Instructions for the task =
Render everything from the line containing "of the green" down to the line containing "706L455 694L662 690L663" below as a JSON list of strings, one string per line, skipping any blank lines. Leave the pictures out of your answer.

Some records

====

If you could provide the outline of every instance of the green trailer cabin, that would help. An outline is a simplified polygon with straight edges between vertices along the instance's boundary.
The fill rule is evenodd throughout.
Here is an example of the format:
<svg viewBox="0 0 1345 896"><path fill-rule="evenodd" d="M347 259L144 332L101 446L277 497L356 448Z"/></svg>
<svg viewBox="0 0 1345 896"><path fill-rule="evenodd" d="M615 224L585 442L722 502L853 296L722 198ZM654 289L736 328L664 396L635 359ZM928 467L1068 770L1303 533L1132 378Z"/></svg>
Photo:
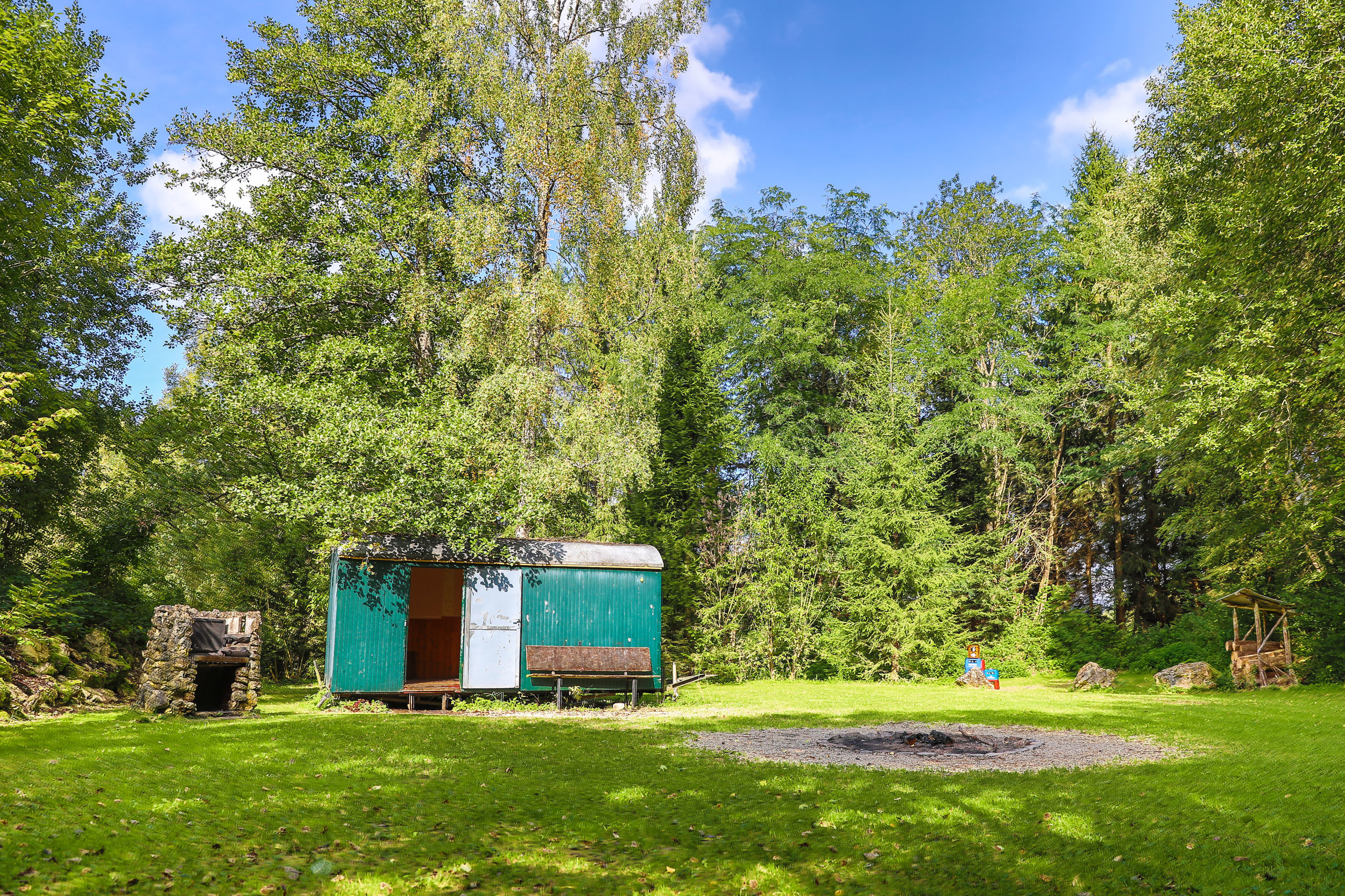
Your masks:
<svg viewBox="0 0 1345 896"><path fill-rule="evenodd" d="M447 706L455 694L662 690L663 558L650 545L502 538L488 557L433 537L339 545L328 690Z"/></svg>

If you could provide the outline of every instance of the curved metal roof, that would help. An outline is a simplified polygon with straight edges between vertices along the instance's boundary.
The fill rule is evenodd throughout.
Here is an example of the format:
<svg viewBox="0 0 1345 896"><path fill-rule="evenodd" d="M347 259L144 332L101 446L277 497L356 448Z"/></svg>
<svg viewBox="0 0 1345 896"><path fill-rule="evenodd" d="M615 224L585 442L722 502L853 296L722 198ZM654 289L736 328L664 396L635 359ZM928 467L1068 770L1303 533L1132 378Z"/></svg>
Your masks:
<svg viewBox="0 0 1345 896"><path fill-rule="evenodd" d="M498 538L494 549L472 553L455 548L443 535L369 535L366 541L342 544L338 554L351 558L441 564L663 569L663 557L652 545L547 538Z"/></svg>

====

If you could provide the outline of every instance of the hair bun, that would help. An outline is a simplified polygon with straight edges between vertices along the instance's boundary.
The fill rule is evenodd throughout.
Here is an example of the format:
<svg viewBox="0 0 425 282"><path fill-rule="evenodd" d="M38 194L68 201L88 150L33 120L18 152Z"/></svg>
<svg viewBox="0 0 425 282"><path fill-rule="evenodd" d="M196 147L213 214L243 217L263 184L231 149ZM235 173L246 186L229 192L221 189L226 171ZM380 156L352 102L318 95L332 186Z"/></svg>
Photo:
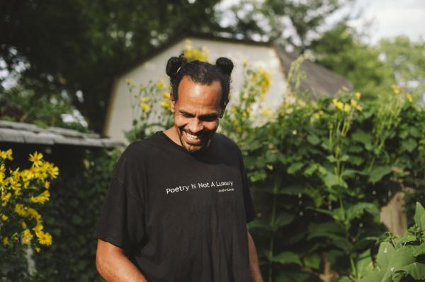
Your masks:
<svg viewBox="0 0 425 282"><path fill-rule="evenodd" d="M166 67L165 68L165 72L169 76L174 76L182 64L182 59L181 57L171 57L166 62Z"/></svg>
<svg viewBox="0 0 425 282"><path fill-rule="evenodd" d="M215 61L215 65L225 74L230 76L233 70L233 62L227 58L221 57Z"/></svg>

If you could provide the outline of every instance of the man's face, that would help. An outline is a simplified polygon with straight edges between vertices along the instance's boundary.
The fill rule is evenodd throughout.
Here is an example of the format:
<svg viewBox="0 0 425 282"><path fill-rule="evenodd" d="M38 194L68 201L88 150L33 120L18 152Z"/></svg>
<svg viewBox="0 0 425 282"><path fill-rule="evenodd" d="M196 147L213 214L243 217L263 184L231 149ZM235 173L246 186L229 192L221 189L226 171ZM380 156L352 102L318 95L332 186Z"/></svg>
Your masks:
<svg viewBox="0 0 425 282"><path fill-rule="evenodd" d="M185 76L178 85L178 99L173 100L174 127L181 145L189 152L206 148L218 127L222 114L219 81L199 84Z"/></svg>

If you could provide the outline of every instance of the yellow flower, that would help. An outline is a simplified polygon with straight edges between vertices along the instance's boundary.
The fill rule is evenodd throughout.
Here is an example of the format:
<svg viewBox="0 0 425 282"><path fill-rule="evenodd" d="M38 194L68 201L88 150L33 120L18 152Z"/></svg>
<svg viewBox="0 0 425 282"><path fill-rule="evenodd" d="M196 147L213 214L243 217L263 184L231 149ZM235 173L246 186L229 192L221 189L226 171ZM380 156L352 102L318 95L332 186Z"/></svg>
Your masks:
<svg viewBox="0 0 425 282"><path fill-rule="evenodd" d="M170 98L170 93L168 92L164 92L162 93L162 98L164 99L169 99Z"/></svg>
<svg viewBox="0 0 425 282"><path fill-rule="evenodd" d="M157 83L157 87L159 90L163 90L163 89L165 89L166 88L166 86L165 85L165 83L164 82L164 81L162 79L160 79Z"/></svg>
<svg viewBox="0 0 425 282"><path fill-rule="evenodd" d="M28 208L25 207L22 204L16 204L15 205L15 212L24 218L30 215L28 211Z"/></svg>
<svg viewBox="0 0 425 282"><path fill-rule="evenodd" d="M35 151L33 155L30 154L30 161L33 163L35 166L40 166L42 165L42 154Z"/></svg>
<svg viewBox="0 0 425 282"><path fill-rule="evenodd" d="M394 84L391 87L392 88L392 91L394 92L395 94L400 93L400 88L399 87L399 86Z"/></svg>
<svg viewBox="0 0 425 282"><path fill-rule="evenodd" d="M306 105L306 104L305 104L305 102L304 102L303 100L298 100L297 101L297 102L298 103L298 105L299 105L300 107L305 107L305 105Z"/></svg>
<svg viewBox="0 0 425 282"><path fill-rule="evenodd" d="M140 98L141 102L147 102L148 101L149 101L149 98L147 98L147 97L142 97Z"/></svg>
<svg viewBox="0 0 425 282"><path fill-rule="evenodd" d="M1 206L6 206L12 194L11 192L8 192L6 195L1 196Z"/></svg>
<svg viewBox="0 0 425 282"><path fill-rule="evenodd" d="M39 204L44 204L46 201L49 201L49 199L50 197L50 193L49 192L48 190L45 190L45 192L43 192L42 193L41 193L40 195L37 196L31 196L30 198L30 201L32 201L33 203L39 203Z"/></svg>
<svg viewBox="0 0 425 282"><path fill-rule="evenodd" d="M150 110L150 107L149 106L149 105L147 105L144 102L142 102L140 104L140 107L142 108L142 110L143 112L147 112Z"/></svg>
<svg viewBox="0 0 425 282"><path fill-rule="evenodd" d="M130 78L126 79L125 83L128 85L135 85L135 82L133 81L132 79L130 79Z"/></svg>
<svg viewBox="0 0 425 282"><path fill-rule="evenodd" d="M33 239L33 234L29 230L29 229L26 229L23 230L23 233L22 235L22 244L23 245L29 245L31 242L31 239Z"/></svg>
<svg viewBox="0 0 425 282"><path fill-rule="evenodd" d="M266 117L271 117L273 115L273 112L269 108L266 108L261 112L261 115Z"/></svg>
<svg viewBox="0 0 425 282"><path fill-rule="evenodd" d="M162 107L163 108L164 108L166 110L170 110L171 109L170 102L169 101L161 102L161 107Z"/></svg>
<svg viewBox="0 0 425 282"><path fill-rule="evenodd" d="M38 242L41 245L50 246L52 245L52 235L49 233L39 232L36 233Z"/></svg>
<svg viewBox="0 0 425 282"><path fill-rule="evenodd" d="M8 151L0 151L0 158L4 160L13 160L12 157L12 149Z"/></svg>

====

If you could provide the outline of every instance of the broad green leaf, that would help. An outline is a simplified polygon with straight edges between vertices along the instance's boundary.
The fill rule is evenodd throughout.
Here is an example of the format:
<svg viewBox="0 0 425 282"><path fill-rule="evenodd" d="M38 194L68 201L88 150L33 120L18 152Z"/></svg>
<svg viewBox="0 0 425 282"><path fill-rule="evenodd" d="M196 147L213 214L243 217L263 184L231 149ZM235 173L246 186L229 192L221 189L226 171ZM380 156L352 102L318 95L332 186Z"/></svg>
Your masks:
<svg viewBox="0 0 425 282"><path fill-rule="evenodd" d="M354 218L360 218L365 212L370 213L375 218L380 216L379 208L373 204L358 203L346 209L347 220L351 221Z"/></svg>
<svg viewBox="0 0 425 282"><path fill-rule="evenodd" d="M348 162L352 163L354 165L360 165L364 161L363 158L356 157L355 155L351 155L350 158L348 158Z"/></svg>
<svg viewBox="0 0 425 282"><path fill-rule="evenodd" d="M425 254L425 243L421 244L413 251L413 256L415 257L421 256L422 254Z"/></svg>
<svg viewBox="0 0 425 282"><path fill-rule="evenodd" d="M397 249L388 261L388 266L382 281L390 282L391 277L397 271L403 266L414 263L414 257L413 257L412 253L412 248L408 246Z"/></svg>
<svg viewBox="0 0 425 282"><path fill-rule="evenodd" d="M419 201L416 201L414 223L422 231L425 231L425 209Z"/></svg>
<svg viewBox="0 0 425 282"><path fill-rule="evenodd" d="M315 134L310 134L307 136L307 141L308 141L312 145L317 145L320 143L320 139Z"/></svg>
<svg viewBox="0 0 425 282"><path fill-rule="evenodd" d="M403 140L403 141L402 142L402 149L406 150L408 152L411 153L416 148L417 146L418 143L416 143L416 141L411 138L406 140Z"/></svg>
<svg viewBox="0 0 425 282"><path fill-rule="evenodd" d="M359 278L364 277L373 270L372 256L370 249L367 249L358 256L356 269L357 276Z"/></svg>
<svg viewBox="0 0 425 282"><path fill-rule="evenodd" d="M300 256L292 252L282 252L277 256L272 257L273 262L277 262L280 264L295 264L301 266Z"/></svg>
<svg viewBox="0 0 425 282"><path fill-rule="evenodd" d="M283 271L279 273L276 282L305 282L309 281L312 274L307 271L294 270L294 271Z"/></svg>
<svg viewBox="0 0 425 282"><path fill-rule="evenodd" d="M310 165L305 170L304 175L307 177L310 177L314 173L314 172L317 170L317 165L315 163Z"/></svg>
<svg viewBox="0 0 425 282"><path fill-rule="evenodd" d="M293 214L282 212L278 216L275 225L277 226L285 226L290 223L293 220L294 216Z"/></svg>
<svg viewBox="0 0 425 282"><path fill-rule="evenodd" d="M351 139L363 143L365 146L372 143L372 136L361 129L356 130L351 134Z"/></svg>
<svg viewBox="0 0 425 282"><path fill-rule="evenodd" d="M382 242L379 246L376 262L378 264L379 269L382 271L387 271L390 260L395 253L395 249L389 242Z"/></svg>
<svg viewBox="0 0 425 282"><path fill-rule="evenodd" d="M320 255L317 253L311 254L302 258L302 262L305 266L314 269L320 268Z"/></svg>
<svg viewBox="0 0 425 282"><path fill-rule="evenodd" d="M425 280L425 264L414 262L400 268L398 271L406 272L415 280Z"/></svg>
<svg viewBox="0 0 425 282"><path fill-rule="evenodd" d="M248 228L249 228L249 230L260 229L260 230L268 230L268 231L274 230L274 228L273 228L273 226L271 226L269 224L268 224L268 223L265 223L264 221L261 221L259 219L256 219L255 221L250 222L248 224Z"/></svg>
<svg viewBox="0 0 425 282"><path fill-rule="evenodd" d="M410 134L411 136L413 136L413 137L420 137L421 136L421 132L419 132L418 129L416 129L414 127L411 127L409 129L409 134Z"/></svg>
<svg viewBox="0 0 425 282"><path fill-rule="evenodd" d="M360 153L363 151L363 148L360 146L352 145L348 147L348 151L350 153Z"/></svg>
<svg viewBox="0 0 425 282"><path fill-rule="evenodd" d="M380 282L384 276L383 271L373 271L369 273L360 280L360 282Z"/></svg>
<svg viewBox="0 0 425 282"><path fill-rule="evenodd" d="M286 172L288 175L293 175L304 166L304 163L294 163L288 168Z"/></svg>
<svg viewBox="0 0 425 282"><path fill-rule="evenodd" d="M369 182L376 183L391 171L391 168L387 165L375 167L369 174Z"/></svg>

====

The answer =
[
  "If you could provide the outline of every instance of the green trailer cabin, that would help. An outline is a simplified polygon with straight edges between vertices along the instance's boundary.",
  "The fill rule is evenodd throughout.",
  "Here is an example of the format:",
  "<svg viewBox=\"0 0 1345 896\"><path fill-rule=\"evenodd\" d=\"M347 259L144 332L101 446L277 497L356 448Z\"/></svg>",
  "<svg viewBox=\"0 0 1345 896\"><path fill-rule=\"evenodd\" d=\"M615 224L585 442L722 502L853 296L722 198ZM654 289L736 328L664 396L635 359ZM928 467L1068 770L1303 533L1132 378Z\"/></svg>",
  "Photo:",
  "Your masks:",
  "<svg viewBox=\"0 0 1345 896\"><path fill-rule=\"evenodd\" d=\"M447 706L455 694L662 690L663 558L650 545L502 538L488 557L433 537L339 545L328 690Z\"/></svg>"
]